Aim:
Extract the text of each entry below exactly, leaving every image behind.

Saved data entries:
────────────────

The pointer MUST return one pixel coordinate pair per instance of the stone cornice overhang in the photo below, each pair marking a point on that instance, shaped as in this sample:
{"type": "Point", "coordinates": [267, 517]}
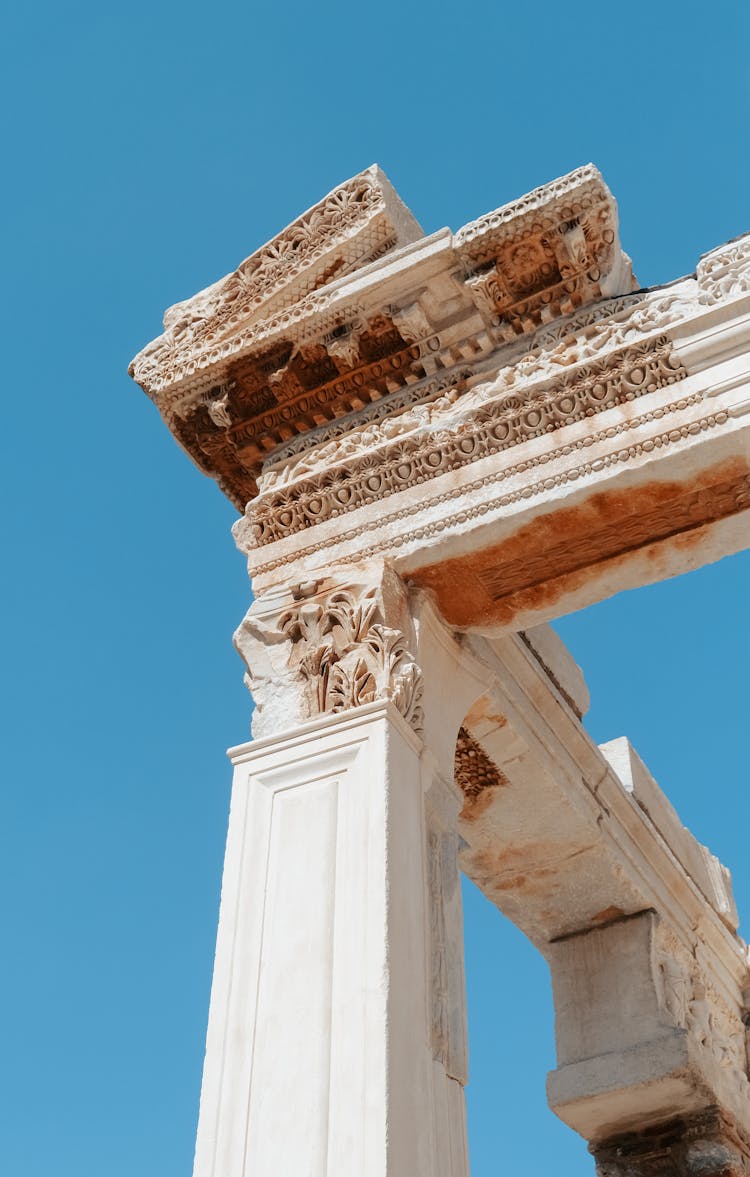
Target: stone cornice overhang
{"type": "Point", "coordinates": [519, 440]}
{"type": "Point", "coordinates": [246, 366]}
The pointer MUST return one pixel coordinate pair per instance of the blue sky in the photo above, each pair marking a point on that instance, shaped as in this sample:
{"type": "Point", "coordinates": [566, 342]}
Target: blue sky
{"type": "Point", "coordinates": [150, 147]}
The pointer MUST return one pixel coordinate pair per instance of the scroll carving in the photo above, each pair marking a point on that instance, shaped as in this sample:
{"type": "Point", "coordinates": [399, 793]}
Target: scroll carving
{"type": "Point", "coordinates": [322, 651]}
{"type": "Point", "coordinates": [346, 657]}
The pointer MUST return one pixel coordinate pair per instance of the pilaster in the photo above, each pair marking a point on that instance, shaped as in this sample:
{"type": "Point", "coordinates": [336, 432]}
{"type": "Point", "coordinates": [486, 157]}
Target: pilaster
{"type": "Point", "coordinates": [337, 1039]}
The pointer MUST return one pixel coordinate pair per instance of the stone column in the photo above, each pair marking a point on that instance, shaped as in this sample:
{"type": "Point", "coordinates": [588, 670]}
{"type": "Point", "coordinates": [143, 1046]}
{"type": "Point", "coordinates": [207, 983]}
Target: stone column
{"type": "Point", "coordinates": [337, 1039]}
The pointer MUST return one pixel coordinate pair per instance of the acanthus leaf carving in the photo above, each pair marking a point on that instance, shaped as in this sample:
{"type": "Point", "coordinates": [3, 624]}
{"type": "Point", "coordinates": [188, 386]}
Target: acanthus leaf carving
{"type": "Point", "coordinates": [337, 646]}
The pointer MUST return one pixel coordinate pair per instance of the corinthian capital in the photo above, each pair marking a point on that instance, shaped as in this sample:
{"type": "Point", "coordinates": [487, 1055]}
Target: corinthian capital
{"type": "Point", "coordinates": [329, 645]}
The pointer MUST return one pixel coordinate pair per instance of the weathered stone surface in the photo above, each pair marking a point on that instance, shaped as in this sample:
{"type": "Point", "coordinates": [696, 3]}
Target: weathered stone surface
{"type": "Point", "coordinates": [438, 444]}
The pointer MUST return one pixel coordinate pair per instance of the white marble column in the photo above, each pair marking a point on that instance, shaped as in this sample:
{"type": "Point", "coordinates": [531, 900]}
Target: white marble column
{"type": "Point", "coordinates": [337, 1029]}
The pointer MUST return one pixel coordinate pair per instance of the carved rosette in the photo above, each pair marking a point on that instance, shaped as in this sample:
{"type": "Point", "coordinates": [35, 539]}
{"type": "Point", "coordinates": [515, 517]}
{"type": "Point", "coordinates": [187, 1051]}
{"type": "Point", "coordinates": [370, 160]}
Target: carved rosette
{"type": "Point", "coordinates": [707, 1144]}
{"type": "Point", "coordinates": [329, 650]}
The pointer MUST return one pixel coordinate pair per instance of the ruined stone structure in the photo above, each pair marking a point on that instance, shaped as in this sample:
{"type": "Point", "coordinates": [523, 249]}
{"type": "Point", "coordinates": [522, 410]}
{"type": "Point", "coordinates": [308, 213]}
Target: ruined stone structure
{"type": "Point", "coordinates": [437, 444]}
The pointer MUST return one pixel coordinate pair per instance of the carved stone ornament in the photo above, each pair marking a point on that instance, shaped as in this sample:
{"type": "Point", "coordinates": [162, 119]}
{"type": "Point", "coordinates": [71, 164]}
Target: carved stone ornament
{"type": "Point", "coordinates": [331, 647]}
{"type": "Point", "coordinates": [709, 1143]}
{"type": "Point", "coordinates": [690, 996]}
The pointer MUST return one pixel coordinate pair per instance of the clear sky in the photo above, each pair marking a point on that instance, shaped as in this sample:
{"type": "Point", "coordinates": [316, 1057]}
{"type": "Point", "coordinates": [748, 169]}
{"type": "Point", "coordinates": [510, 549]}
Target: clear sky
{"type": "Point", "coordinates": [148, 147]}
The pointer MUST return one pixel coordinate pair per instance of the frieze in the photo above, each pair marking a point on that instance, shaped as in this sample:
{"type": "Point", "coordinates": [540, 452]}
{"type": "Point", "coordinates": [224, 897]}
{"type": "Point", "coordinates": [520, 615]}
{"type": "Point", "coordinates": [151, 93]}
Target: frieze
{"type": "Point", "coordinates": [245, 540]}
{"type": "Point", "coordinates": [422, 450]}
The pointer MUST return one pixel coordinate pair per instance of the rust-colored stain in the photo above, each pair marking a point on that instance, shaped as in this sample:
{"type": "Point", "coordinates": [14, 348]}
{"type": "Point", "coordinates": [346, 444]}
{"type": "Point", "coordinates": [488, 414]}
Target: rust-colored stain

────────────────

Task answer:
The pointer MUST return one pixel coordinate pair per instance of the stone cornice overhang in the photo below, each pair marking a point on that instance, shaped as in this sample:
{"type": "Point", "coordinates": [267, 517]}
Target: stone cornice overhang
{"type": "Point", "coordinates": [519, 440]}
{"type": "Point", "coordinates": [246, 366]}
The pointer MUST return one pixel coordinate pair per instance of the blue sky in the photo above, each pair marking a point on that instance, shaped as in this sample:
{"type": "Point", "coordinates": [566, 342]}
Target: blue sky
{"type": "Point", "coordinates": [150, 147]}
The pointer MUST return one pixel coordinate pair per instance of the scroll carving in the photo above, each pair marking a point on that instance, shaped as in this sample:
{"type": "Point", "coordinates": [399, 793]}
Target: scroll carving
{"type": "Point", "coordinates": [322, 651]}
{"type": "Point", "coordinates": [346, 657]}
The pointer MUST return one pixel coordinate pair per instance of the pilaster in the photo above, each pair marking a point on that instance, shaped as in this sample:
{"type": "Point", "coordinates": [336, 432]}
{"type": "Point", "coordinates": [486, 157]}
Target: pilaster
{"type": "Point", "coordinates": [337, 1039]}
The pointer MUST return one pixel coordinate pair per instance of the stone column in the photo above, each pair marking a point on that instance, shaped as in this sample:
{"type": "Point", "coordinates": [588, 670]}
{"type": "Point", "coordinates": [143, 1046]}
{"type": "Point", "coordinates": [207, 983]}
Target: stone column
{"type": "Point", "coordinates": [337, 1039]}
The pointer MUST return one pixel coordinate pair per instance of the acanthus leaf carving in the photo above, each pair marking a point on that instance, shaped as in this sample:
{"type": "Point", "coordinates": [3, 624]}
{"type": "Point", "coordinates": [188, 386]}
Target: acanthus leaf carving
{"type": "Point", "coordinates": [337, 646]}
The pointer MUST return one pixel coordinate pair per instance of the corinthian capital in the photo above, each pair marking a point on that instance, shaped as in this sample:
{"type": "Point", "coordinates": [487, 1055]}
Target: corinthian capital
{"type": "Point", "coordinates": [329, 645]}
The pointer MUST return one pixel coordinate pair per instance of the weathered stone surface in the photo above, each pair marking a point on that instance, shaped as in this sample:
{"type": "Point", "coordinates": [696, 3]}
Target: weathered stone surface
{"type": "Point", "coordinates": [438, 444]}
The pointer MUST return one pixel coordinate pair per instance of the white marble column in the photo above, each pair marking a point on that instance, shaped as in this sample:
{"type": "Point", "coordinates": [531, 900]}
Target: white marble column
{"type": "Point", "coordinates": [337, 1029]}
The pointer MUST return one pixel coordinate pair per instance of the carved rosette in the photo above, each pair marking a point on that instance, shaped as in this sample:
{"type": "Point", "coordinates": [35, 539]}
{"type": "Point", "coordinates": [515, 517]}
{"type": "Point", "coordinates": [187, 1051]}
{"type": "Point", "coordinates": [370, 160]}
Target: carved rosette
{"type": "Point", "coordinates": [707, 1144]}
{"type": "Point", "coordinates": [329, 650]}
The pointer MUST return one pixel coordinate pair per instance of the ruined stone structure in the photo above, each pair marking a point on that instance, shaped as in this sample:
{"type": "Point", "coordinates": [523, 249]}
{"type": "Point", "coordinates": [522, 410]}
{"type": "Point", "coordinates": [308, 213]}
Target: ruined stone structure
{"type": "Point", "coordinates": [437, 444]}
The pointer MUST return one pixel coordinate pair per instance of the carved stone ornament in the photo above, each pair marking a point on that instance, shaped as in this sample:
{"type": "Point", "coordinates": [162, 119]}
{"type": "Point", "coordinates": [71, 164]}
Target: carved stone ornament
{"type": "Point", "coordinates": [331, 647]}
{"type": "Point", "coordinates": [709, 1143]}
{"type": "Point", "coordinates": [690, 996]}
The pointer MUST return one pixel coordinate pair per instance of the clear sky in the photo above, each pair marking a point on that instance, shaped as in this sample:
{"type": "Point", "coordinates": [316, 1057]}
{"type": "Point", "coordinates": [748, 169]}
{"type": "Point", "coordinates": [510, 549]}
Target: clear sky
{"type": "Point", "coordinates": [148, 147]}
The pointer MUST return one pixel coordinate pair per instance of the frieze in the photo above, each pair marking a point on that instance, shaped as in this sample:
{"type": "Point", "coordinates": [540, 452]}
{"type": "Point", "coordinates": [224, 897]}
{"type": "Point", "coordinates": [520, 615]}
{"type": "Point", "coordinates": [151, 93]}
Target: frieze
{"type": "Point", "coordinates": [245, 540]}
{"type": "Point", "coordinates": [422, 450]}
The pointer MUST return one pixel coordinate pair per instance of the rust-colored stain in the photo above, each pair marking a point on that instance, shaped as in this sample:
{"type": "Point", "coordinates": [14, 348]}
{"type": "Point", "coordinates": [346, 444]}
{"type": "Point", "coordinates": [488, 414]}
Target: rust-colored stain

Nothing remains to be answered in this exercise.